# LISTED RECORDS
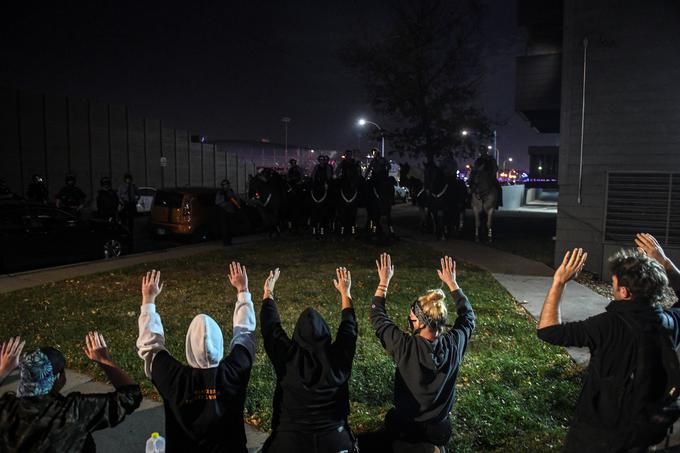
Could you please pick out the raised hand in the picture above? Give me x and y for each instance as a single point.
(647, 244)
(238, 276)
(95, 348)
(385, 269)
(343, 281)
(151, 286)
(571, 265)
(10, 353)
(447, 273)
(270, 283)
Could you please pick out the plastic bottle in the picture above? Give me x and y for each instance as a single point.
(155, 444)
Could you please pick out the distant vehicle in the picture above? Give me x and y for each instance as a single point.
(34, 235)
(145, 200)
(188, 212)
(401, 194)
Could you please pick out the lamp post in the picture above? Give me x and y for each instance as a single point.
(362, 122)
(493, 147)
(285, 121)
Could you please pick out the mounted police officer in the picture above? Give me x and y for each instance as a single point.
(70, 197)
(107, 201)
(37, 190)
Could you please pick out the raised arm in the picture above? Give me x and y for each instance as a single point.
(97, 351)
(648, 245)
(276, 341)
(244, 312)
(102, 410)
(392, 337)
(571, 265)
(465, 320)
(151, 339)
(345, 344)
(10, 353)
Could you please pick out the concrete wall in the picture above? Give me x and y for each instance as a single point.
(632, 110)
(57, 135)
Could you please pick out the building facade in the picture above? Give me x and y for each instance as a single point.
(619, 154)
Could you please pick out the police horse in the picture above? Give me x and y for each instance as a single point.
(348, 198)
(485, 193)
(445, 201)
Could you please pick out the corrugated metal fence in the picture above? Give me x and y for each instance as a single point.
(55, 135)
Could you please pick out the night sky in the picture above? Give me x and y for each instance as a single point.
(232, 71)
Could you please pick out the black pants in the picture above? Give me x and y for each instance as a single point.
(334, 441)
(226, 220)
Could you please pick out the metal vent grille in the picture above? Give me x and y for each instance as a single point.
(643, 202)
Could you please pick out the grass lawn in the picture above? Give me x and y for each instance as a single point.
(515, 393)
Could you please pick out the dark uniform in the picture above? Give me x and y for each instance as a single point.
(128, 196)
(226, 200)
(70, 197)
(107, 201)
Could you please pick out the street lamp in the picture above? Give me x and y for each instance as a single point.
(362, 122)
(285, 121)
(465, 133)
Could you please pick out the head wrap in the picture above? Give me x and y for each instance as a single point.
(37, 375)
(204, 343)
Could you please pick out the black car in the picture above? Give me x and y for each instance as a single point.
(34, 235)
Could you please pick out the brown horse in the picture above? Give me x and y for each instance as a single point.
(485, 192)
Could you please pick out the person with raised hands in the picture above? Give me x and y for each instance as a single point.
(203, 400)
(39, 418)
(311, 400)
(647, 244)
(630, 389)
(428, 359)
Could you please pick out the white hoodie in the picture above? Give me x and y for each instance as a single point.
(204, 340)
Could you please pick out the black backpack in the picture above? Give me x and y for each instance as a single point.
(651, 420)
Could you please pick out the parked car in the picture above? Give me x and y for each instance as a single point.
(189, 212)
(401, 194)
(34, 235)
(145, 200)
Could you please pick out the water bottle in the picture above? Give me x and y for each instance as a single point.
(155, 444)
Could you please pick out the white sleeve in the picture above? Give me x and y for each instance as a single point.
(244, 324)
(151, 338)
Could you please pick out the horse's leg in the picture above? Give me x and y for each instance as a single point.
(476, 211)
(489, 216)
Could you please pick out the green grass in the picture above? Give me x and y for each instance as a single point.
(515, 393)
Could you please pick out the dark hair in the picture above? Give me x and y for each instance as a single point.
(644, 277)
(56, 358)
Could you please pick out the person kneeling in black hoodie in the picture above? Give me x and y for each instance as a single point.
(203, 401)
(428, 360)
(311, 400)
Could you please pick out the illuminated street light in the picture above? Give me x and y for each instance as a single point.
(362, 122)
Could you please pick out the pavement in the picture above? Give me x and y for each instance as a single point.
(526, 280)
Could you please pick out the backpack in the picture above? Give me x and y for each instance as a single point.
(651, 420)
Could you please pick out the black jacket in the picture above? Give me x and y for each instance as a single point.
(312, 373)
(204, 407)
(62, 423)
(613, 351)
(425, 379)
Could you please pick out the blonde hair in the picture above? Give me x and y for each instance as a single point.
(433, 304)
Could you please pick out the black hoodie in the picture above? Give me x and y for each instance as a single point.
(312, 371)
(425, 380)
(613, 357)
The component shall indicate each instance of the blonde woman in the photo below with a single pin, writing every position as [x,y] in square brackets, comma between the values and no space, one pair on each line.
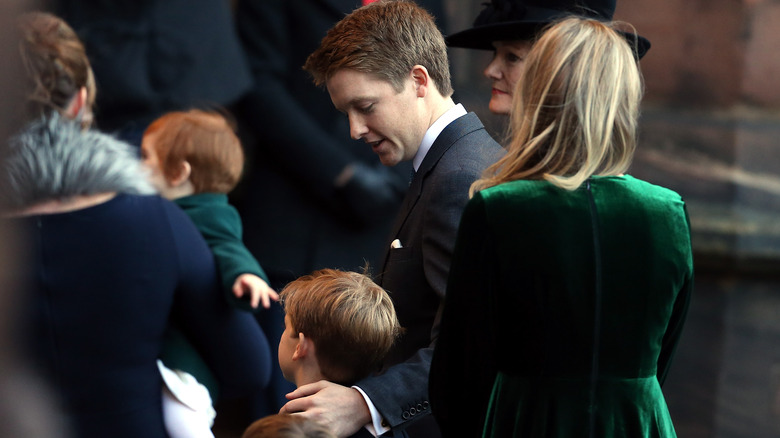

# WHAT TO WORK ON
Repeat the data word for word. Skip the pictures.

# SOLUTION
Could you please pick out the raised hand in the picture above? Give me x and y for each instance as a single point.
(647, 244)
(238, 276)
(95, 348)
(385, 269)
(343, 281)
(151, 286)
(571, 265)
(10, 353)
(447, 273)
(270, 283)
Could you please pick out the plastic bottle in the picture above? Give me x and y for each instance as a single point.
(155, 444)
Could you please pick out the distant vehicle in the picture above? Give me x and y for each instance as a single point.
(34, 235)
(145, 200)
(188, 212)
(401, 194)
Could you please pick out the lamp post in the picture above? Give me x and y for each instance as a single point.
(362, 122)
(493, 147)
(285, 121)
Could you please pick out the mounted police officer in the picture above? Give me x and y for each instance as a single point.
(70, 197)
(107, 201)
(37, 190)
Could you please pick out the raised arm in the picture above? Give me x and y for each instance as a single point.
(97, 351)
(648, 245)
(276, 341)
(244, 312)
(102, 410)
(392, 337)
(571, 265)
(465, 320)
(151, 339)
(345, 344)
(10, 353)
Could you please pick out the concrete wall in the picture above? Give me x and y for each instance as a single point.
(632, 110)
(57, 135)
Could you please pick out the building facade in the picture above? Give me x and y for each instance as a single point.
(619, 154)
Could you please pick out the police horse in the picture above? Give me x and y for each instance as a single point.
(348, 198)
(485, 193)
(445, 201)
Could you please pick out the corrugated metal fence in the picture above? Give me x and y for each instance as a single point.
(55, 135)
Could you please pick out the night sky in the picture above? Give me x and y for each instance as a single point.
(232, 71)
Could you please pick out the black pants in the picture above? Give me x and y for each instance as a single point.
(334, 441)
(226, 220)
Could you please pick out the metal vent grille in the picture above? Give me x and y for each instance as a single point.
(643, 202)
Could you please pick out the grass lawn in the picture above? Give me x and y for each instance as a single point.
(515, 393)
Could you please pick out the dark uniform in the picture above? Give me x and y for each instance as a single point.
(128, 196)
(226, 200)
(70, 197)
(107, 201)
Could you please pick out the street lamp in the picture above? Give me x and y for each instance as a single point.
(362, 122)
(285, 121)
(465, 133)
Could you please pick out the head wrap in the picture above? Give me x and y for each instance as a single point.
(37, 375)
(204, 343)
Could you please pick out the black car in the picture above? Give me x and y for each instance as a single point.
(34, 235)
Could you please pick out the brown horse in the picture above? Give me x and y for each instance as a single point.
(485, 192)
Could you please pick out the person with raised hands in the picture above? Give me x and y for each instance as a single point.
(203, 400)
(39, 418)
(311, 400)
(647, 244)
(630, 389)
(428, 359)
Could you please pick out the white hoodie in the picture above? Give me x and y for each instance as a single point.
(204, 340)
Could you please pick out the black backpack in the picture above? Give me x and y for each instance as a single point.
(651, 420)
Could you please pick out the parked car in the picture above? Give me x and y for each instance as a single point.
(189, 212)
(401, 194)
(34, 235)
(145, 200)
Could you please pick out the water bottle in the picture above? Give me x and y for each instance as a single point.
(155, 444)
Could you please pick out the white sleeve in the picture above? Give me x and y for each instance as a single point.
(244, 324)
(151, 338)
Could you please pick out the horse's leg in the picture above? Give me x and y for each instance as a single point.
(476, 211)
(489, 216)
Could you please pick out the green grass in the picture above? Give me x and y for each instance as a single point.
(515, 393)
Could you please pick out the dark hair in the picture above? Give me x and y for each instance as a single point.
(644, 277)
(56, 358)
Could you please pick out the person kneeling in black hoodie in the picture above? Give me x and y for each instance as a single point.
(203, 401)
(428, 360)
(311, 400)
Could you please pick out the illuminated street light in the picture above? Give me x and y for each instance as a single point.
(362, 122)
Could you please pick out the pavement in the picture above? Give me x and y for each instance as a single point.
(526, 280)
Could you please pick out the backpack in the picture above? Give me x and y for each instance as a single point.
(651, 420)
Could you please pick out the black jacket in the picture above? Give me x and y for each instance as a single point.
(312, 373)
(204, 407)
(62, 423)
(613, 351)
(425, 379)
Could you please pick out the blonde hair in the picture above? Give me x and y for each instance as a single point.
(433, 304)
Could you please pick out the black hoodie in the picture above? Give me x and y for each instance as a single point.
(312, 371)
(425, 380)
(613, 357)
The component shall indicate each instance of the blonde woman in the photo below with a single pin, writing every position as [x,y] in square brackets, comma between the values and no space, one pair on each line.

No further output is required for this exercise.